== Task material ==
· · ·
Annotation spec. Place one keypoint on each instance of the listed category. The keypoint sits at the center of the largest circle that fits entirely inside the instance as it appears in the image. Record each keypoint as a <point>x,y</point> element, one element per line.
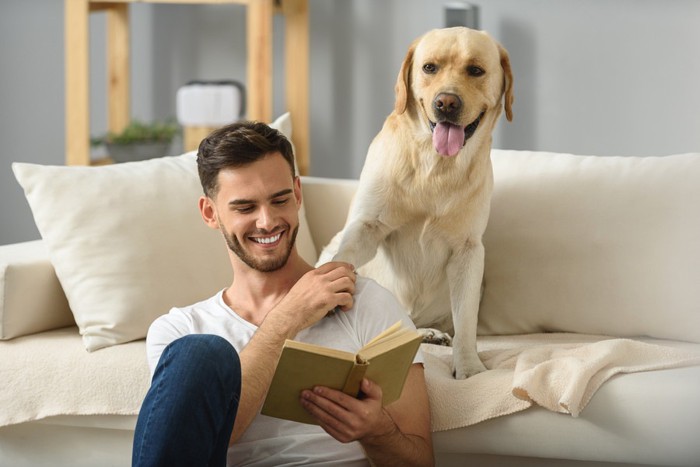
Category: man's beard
<point>262,265</point>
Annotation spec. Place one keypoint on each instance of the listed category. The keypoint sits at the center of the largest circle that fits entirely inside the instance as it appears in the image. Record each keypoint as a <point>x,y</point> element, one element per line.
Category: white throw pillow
<point>597,245</point>
<point>128,242</point>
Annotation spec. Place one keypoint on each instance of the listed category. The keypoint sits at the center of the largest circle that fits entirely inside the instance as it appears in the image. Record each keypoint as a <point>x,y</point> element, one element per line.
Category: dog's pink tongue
<point>448,139</point>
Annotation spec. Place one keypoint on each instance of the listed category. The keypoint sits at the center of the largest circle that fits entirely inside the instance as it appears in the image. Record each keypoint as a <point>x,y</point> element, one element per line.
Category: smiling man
<point>212,362</point>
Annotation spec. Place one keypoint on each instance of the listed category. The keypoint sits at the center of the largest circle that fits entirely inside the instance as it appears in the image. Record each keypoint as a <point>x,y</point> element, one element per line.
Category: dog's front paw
<point>466,364</point>
<point>433,336</point>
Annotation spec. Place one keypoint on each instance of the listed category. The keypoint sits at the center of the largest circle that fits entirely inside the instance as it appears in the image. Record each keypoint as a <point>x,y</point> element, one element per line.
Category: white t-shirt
<point>270,441</point>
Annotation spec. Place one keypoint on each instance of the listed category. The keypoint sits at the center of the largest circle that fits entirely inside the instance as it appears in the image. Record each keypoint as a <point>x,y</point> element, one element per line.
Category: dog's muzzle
<point>449,138</point>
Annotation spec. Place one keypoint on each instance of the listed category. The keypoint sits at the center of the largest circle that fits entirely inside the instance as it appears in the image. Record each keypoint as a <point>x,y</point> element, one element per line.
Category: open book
<point>385,360</point>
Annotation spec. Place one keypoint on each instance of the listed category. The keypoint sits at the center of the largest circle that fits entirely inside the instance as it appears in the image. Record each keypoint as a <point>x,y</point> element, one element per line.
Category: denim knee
<point>210,356</point>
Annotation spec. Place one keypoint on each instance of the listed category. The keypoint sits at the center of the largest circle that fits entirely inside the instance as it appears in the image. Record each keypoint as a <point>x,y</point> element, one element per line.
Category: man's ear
<point>208,212</point>
<point>297,191</point>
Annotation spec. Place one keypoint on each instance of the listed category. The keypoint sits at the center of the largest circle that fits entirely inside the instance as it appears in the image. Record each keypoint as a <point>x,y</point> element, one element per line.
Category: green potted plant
<point>139,141</point>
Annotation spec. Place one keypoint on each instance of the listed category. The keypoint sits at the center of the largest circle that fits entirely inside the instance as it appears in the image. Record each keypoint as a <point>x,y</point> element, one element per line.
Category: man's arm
<point>317,292</point>
<point>396,435</point>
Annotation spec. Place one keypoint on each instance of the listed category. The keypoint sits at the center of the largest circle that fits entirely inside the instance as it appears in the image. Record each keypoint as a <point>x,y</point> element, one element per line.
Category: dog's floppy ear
<point>403,82</point>
<point>508,85</point>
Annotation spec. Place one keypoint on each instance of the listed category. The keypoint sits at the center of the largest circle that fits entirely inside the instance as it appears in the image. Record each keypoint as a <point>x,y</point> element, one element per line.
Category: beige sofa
<point>578,250</point>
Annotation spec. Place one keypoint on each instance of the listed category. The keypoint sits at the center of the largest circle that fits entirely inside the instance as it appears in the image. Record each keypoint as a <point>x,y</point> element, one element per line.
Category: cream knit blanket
<point>560,372</point>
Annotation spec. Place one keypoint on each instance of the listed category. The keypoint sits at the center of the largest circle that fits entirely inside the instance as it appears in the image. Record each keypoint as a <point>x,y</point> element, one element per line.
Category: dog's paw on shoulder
<point>433,336</point>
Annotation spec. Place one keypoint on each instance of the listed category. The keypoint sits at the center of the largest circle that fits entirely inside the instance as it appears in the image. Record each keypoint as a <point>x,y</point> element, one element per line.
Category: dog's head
<point>455,79</point>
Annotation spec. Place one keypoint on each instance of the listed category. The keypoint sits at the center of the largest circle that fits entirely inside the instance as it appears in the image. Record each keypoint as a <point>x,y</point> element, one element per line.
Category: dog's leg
<point>435,337</point>
<point>360,242</point>
<point>465,271</point>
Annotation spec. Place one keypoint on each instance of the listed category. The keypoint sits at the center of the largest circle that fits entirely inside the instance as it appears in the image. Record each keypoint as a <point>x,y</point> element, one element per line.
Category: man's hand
<point>346,418</point>
<point>395,435</point>
<point>318,291</point>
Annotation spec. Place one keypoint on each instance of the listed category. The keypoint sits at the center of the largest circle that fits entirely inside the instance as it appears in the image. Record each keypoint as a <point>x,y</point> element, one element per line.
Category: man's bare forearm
<point>397,449</point>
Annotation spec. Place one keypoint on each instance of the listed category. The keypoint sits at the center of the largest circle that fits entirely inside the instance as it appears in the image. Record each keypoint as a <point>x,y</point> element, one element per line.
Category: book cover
<point>385,360</point>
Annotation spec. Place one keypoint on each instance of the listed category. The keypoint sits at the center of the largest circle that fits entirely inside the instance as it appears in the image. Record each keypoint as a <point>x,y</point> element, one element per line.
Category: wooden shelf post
<point>259,86</point>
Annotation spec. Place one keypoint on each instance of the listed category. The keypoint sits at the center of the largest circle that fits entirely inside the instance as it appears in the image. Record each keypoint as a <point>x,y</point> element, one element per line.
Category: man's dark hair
<point>237,145</point>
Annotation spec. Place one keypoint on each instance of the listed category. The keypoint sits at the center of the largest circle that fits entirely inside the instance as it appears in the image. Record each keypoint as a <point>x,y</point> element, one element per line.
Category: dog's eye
<point>475,71</point>
<point>430,68</point>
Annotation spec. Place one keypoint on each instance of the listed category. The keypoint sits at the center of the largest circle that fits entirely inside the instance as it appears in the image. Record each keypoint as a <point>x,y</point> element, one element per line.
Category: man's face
<point>257,212</point>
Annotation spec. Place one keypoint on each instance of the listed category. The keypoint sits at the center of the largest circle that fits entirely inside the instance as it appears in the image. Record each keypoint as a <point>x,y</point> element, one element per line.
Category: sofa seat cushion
<point>650,417</point>
<point>594,245</point>
<point>50,373</point>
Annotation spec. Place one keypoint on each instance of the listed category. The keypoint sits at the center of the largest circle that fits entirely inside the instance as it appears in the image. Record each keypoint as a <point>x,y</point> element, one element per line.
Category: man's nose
<point>266,219</point>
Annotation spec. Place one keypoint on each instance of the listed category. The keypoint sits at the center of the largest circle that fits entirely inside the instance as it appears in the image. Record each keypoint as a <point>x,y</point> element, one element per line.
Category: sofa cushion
<point>128,242</point>
<point>594,245</point>
<point>31,299</point>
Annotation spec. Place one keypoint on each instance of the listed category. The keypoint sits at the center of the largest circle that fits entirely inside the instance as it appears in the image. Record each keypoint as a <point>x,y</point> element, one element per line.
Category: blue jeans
<point>187,416</point>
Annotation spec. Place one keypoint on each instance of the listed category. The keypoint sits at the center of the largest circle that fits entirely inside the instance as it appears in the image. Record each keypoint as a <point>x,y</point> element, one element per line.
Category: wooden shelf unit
<point>259,62</point>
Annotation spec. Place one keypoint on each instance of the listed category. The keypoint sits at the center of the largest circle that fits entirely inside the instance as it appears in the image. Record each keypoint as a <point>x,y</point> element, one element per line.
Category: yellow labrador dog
<point>423,199</point>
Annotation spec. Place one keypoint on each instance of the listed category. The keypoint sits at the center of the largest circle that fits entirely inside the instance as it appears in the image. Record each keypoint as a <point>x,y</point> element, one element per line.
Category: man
<point>200,389</point>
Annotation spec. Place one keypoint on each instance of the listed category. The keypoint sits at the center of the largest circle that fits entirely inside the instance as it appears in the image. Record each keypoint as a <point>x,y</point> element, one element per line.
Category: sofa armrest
<point>31,298</point>
<point>326,201</point>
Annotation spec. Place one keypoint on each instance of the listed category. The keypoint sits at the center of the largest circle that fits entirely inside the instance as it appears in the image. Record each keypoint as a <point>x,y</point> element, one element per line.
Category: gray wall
<point>591,76</point>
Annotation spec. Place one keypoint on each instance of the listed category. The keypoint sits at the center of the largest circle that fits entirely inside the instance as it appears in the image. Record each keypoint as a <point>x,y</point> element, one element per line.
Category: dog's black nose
<point>447,104</point>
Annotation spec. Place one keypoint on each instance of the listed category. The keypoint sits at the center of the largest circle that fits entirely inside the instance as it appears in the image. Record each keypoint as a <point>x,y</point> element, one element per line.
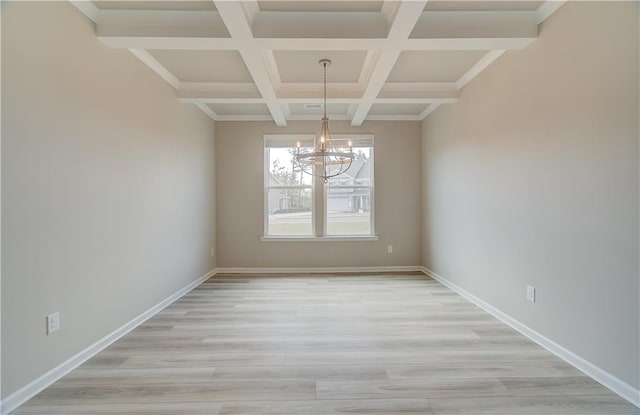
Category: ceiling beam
<point>478,67</point>
<point>156,67</point>
<point>235,19</point>
<point>405,19</point>
<point>161,29</point>
<point>418,92</point>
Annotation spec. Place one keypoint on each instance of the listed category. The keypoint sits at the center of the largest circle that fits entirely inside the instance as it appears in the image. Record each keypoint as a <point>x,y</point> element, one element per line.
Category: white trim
<point>424,114</point>
<point>547,9</point>
<point>207,110</point>
<point>156,67</point>
<point>28,391</point>
<point>610,381</point>
<point>318,270</point>
<point>319,238</point>
<point>479,66</point>
<point>87,8</point>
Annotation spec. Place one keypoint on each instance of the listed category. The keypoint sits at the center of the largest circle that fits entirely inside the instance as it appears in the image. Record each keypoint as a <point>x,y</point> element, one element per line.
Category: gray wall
<point>107,188</point>
<point>240,184</point>
<point>532,178</point>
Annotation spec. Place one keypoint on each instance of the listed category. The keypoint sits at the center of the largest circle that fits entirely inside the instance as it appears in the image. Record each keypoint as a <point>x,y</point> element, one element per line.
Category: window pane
<point>359,173</point>
<point>348,211</point>
<point>283,170</point>
<point>290,212</point>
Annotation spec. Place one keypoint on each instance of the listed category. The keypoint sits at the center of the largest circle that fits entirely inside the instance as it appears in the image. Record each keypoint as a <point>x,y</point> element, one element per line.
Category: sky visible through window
<point>347,209</point>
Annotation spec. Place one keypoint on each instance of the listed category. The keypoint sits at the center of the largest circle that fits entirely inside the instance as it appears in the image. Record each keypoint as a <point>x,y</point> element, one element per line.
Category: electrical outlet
<point>531,293</point>
<point>53,322</point>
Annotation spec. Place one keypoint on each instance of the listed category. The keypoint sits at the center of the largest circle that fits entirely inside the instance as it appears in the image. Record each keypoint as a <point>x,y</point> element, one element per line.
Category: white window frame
<point>319,193</point>
<point>291,140</point>
<point>355,139</point>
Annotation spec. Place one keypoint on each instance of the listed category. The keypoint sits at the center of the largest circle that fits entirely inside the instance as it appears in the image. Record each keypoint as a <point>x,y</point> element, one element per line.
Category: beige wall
<point>532,178</point>
<point>107,188</point>
<point>240,184</point>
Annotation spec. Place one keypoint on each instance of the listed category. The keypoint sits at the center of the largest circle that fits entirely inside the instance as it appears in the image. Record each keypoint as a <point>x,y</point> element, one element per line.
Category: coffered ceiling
<point>258,60</point>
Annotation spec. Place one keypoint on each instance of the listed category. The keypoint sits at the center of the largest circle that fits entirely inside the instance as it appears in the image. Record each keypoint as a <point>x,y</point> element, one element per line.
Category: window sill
<point>318,238</point>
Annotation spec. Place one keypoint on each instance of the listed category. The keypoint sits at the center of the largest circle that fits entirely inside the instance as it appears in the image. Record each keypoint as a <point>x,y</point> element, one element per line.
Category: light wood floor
<point>300,345</point>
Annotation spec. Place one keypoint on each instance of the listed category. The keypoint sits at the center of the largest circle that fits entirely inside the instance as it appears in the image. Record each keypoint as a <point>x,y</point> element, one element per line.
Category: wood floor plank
<point>325,345</point>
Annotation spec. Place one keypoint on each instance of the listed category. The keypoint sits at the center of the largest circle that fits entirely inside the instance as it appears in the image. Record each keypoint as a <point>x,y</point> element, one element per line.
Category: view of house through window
<point>348,197</point>
<point>289,193</point>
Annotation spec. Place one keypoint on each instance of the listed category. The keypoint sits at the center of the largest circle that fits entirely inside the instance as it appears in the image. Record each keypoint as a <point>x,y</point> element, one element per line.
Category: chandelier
<point>325,160</point>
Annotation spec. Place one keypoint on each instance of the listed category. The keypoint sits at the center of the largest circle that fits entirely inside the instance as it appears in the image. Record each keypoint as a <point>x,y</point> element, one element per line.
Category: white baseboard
<point>610,381</point>
<point>28,391</point>
<point>314,270</point>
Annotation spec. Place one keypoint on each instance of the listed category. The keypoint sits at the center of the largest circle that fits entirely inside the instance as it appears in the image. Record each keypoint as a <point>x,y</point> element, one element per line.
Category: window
<point>288,191</point>
<point>291,197</point>
<point>348,196</point>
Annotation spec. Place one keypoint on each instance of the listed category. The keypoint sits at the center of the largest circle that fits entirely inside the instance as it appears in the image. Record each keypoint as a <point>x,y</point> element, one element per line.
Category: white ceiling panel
<point>240,109</point>
<point>303,66</point>
<point>456,5</point>
<point>204,65</point>
<point>321,6</point>
<point>299,109</point>
<point>397,109</point>
<point>434,66</point>
<point>197,5</point>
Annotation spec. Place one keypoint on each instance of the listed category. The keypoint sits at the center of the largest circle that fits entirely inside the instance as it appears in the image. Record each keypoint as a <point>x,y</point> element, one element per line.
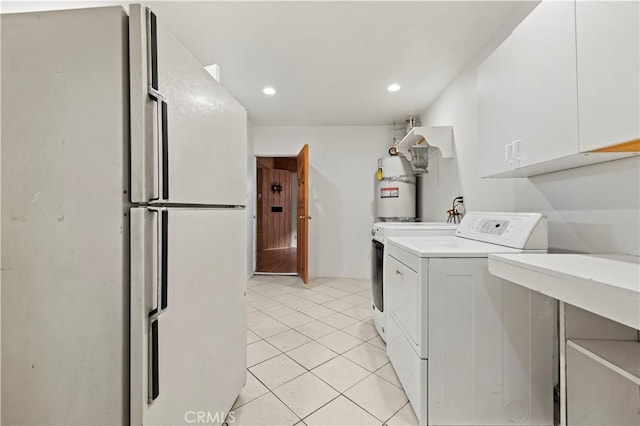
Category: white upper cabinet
<point>564,83</point>
<point>608,72</point>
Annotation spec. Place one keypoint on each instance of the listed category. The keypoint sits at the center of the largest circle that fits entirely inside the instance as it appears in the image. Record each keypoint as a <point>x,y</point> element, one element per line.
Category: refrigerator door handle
<point>160,286</point>
<point>164,148</point>
<point>155,264</point>
<point>152,56</point>
<point>164,260</point>
<point>154,367</point>
<point>162,130</point>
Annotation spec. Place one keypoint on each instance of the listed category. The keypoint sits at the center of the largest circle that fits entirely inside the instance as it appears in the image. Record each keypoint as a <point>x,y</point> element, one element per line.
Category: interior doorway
<point>276,215</point>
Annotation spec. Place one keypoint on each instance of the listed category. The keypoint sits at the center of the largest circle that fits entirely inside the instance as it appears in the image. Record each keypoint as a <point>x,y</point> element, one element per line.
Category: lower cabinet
<point>603,387</point>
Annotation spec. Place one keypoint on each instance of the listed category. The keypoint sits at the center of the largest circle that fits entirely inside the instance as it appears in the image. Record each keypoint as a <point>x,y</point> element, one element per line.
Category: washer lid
<point>448,247</point>
<point>383,230</point>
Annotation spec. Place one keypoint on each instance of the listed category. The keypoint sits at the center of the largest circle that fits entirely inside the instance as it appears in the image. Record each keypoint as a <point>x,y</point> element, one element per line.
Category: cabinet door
<point>528,93</point>
<point>608,39</point>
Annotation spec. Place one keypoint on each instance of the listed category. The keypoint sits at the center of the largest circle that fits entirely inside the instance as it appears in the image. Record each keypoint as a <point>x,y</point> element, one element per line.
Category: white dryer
<point>470,348</point>
<point>380,232</point>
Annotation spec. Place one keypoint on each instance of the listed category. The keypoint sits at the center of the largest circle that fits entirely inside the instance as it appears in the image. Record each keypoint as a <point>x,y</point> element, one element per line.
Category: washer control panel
<point>517,230</point>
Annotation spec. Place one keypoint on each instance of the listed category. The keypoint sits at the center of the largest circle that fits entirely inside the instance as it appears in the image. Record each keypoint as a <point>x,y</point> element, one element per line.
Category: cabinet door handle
<point>508,152</point>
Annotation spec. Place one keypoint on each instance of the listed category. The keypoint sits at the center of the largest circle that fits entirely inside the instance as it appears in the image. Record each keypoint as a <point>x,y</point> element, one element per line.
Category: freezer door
<point>64,276</point>
<point>188,134</point>
<point>188,350</point>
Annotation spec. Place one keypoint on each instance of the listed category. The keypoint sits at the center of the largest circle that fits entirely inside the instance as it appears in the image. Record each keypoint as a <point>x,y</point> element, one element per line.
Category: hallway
<point>277,260</point>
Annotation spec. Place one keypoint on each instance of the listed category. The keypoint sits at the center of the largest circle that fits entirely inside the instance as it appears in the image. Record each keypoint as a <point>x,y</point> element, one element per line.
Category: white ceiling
<point>331,62</point>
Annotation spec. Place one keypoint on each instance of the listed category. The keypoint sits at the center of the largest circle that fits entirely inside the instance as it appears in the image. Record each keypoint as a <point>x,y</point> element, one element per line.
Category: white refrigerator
<point>123,225</point>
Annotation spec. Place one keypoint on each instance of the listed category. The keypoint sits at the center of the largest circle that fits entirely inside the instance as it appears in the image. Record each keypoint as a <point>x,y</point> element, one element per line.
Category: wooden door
<point>303,214</point>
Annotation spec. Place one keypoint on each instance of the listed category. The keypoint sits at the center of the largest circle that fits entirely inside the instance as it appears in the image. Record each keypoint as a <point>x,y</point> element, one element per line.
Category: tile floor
<point>315,358</point>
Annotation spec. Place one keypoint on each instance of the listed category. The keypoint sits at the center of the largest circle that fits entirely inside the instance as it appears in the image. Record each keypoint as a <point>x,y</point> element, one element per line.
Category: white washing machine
<point>380,232</point>
<point>470,348</point>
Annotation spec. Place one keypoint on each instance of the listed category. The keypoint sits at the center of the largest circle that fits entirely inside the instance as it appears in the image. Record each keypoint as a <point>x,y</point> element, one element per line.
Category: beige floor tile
<point>331,291</point>
<point>404,417</point>
<point>252,296</point>
<point>288,340</point>
<point>339,341</point>
<point>378,342</point>
<point>357,300</point>
<point>311,355</point>
<point>389,374</point>
<point>279,311</point>
<point>363,330</point>
<point>296,319</point>
<point>266,410</point>
<point>260,351</point>
<point>252,337</point>
<point>316,297</point>
<point>277,371</point>
<point>255,318</point>
<point>362,312</point>
<point>290,297</point>
<point>339,320</point>
<point>367,356</point>
<point>377,396</point>
<point>305,394</point>
<point>315,329</point>
<point>251,390</point>
<point>264,304</point>
<point>340,373</point>
<point>341,412</point>
<point>338,305</point>
<point>301,304</point>
<point>268,327</point>
<point>319,311</point>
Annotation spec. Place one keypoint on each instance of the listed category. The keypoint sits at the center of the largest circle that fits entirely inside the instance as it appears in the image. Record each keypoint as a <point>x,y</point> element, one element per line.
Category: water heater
<point>395,190</point>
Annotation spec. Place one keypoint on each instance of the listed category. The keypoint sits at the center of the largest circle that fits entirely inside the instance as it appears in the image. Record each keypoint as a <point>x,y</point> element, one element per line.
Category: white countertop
<point>607,285</point>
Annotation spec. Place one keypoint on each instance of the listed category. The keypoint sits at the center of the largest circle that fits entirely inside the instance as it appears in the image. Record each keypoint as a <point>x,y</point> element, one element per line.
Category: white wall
<point>593,209</point>
<point>251,201</point>
<point>342,162</point>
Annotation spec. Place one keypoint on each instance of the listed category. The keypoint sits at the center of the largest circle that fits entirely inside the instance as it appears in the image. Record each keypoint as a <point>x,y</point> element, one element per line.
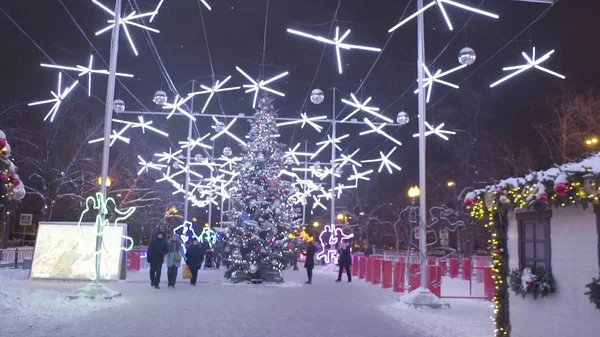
· · ·
== What is asked ==
Which lines in the data above contain the word "shelf"? Pick out every one of them.

== Correct answer ==
Category: wooden shelf post
Category: wooden shelf unit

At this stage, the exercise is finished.